Rows of box annotation data:
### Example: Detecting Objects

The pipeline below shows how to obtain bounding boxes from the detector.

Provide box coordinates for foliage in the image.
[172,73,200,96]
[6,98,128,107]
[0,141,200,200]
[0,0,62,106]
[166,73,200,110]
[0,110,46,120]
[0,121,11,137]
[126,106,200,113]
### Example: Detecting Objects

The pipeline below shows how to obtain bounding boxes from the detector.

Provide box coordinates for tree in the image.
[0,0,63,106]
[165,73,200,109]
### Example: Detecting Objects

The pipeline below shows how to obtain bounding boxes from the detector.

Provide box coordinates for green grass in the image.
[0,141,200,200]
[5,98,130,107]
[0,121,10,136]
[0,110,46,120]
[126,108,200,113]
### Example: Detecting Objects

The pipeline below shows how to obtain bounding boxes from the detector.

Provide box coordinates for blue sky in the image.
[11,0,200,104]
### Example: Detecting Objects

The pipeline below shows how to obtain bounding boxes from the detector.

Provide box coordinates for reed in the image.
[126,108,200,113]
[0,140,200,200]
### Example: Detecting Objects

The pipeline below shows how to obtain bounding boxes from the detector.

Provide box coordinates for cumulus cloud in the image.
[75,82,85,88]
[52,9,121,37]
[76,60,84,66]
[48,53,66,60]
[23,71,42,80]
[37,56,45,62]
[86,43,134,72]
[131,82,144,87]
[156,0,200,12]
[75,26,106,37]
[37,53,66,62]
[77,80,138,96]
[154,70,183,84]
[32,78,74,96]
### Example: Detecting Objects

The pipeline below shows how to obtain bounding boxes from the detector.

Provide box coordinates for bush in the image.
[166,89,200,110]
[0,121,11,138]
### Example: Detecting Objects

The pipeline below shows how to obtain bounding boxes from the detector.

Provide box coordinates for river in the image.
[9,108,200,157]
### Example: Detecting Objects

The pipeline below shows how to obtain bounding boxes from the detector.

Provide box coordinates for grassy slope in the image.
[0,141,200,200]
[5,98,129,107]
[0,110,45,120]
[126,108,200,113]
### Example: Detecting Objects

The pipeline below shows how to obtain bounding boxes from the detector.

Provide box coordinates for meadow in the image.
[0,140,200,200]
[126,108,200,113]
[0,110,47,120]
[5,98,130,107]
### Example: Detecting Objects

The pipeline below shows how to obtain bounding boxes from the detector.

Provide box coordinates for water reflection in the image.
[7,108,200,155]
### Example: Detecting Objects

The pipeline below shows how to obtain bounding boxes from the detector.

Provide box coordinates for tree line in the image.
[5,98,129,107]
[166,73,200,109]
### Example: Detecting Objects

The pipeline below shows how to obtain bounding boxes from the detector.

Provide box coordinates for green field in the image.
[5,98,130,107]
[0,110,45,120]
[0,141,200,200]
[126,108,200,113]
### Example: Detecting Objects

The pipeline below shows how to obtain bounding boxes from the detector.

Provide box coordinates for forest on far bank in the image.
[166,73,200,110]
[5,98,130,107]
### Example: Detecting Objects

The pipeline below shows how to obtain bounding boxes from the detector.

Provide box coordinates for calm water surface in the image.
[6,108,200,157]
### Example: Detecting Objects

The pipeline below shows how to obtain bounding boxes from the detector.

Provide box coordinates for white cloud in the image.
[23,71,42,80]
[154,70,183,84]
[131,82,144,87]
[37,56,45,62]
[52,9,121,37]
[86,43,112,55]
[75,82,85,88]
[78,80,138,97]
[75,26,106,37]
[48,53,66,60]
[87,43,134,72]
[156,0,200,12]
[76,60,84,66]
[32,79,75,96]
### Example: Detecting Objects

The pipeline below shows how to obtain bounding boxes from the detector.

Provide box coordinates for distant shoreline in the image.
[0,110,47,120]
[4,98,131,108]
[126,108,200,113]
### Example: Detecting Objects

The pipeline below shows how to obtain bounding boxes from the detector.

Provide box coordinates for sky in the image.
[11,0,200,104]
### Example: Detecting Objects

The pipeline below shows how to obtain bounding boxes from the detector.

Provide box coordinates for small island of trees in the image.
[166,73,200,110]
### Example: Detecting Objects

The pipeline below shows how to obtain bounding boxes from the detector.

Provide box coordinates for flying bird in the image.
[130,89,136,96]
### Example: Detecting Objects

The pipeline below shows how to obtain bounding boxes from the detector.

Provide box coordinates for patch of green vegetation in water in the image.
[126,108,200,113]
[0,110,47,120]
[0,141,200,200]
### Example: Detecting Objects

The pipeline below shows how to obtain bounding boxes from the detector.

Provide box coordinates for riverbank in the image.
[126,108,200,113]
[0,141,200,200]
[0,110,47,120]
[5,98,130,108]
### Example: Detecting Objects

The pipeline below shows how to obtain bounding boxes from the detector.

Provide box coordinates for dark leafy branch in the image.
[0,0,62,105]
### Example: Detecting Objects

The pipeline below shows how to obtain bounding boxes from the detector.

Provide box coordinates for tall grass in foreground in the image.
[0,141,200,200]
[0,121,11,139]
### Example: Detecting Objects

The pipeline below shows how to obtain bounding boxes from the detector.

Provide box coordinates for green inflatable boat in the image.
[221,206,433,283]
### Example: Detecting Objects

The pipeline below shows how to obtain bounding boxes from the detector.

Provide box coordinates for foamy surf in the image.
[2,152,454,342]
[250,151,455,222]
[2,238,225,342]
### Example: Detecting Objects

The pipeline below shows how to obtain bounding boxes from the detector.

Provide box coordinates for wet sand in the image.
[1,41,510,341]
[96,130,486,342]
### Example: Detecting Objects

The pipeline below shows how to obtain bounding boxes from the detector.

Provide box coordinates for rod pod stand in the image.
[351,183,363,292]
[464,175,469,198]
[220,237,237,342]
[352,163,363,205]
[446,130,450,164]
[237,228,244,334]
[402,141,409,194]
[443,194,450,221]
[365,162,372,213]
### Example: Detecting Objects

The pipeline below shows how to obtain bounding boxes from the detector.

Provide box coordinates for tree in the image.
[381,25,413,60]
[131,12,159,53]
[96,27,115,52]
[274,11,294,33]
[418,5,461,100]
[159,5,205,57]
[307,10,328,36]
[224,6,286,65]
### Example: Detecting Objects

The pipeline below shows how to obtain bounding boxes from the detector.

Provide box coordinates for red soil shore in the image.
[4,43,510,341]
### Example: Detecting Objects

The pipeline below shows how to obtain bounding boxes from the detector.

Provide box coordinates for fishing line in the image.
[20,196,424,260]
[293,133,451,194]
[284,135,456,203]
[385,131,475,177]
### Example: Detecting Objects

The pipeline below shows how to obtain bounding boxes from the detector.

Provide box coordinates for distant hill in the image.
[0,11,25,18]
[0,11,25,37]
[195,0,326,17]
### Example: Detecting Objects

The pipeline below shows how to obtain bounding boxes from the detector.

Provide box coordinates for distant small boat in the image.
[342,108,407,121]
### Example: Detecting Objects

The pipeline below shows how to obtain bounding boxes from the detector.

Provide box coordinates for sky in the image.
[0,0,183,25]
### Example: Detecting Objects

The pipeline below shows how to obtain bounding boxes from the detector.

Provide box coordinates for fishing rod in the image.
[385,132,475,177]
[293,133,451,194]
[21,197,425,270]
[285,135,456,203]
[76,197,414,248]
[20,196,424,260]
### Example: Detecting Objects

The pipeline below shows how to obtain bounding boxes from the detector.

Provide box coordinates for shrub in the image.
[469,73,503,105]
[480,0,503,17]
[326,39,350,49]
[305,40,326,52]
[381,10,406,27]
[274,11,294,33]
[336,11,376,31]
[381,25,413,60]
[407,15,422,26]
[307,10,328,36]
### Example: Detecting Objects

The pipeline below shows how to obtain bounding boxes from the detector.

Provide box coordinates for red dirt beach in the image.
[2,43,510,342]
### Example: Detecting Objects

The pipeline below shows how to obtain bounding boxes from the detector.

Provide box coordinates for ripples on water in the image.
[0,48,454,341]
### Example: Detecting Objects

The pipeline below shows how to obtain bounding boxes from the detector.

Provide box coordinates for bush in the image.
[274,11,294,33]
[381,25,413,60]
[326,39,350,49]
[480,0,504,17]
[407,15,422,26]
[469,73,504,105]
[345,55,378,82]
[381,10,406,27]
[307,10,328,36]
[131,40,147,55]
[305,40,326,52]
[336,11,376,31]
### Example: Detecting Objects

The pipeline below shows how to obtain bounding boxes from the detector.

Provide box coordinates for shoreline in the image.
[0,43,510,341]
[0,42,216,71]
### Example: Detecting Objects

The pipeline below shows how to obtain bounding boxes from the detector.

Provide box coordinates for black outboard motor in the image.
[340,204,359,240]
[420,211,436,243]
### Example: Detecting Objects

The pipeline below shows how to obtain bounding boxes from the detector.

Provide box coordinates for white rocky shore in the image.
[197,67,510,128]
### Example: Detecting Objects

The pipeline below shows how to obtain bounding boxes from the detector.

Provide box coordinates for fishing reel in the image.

→ **What is asked**
Change "pipeline" to "workflow" in the rows starting at the first one and ending at the line that contains "[165,73,200,109]". Write out those lines with nothing else altered.

→ **Finished task**
### Example: Detecting Objects

The workflow below shows how to obtain bounding boxes from the detector.

Provide box coordinates for foliage in the image.
[172,73,200,96]
[6,98,128,107]
[0,141,200,200]
[0,0,62,106]
[166,73,200,110]
[0,110,46,120]
[0,121,11,137]
[126,106,200,113]
### Example: Detecting Objects

The workflow below shows how to obtain bounding boxes from the detector.

Provide box coordinates for tree in the image.
[0,0,63,106]
[165,73,200,109]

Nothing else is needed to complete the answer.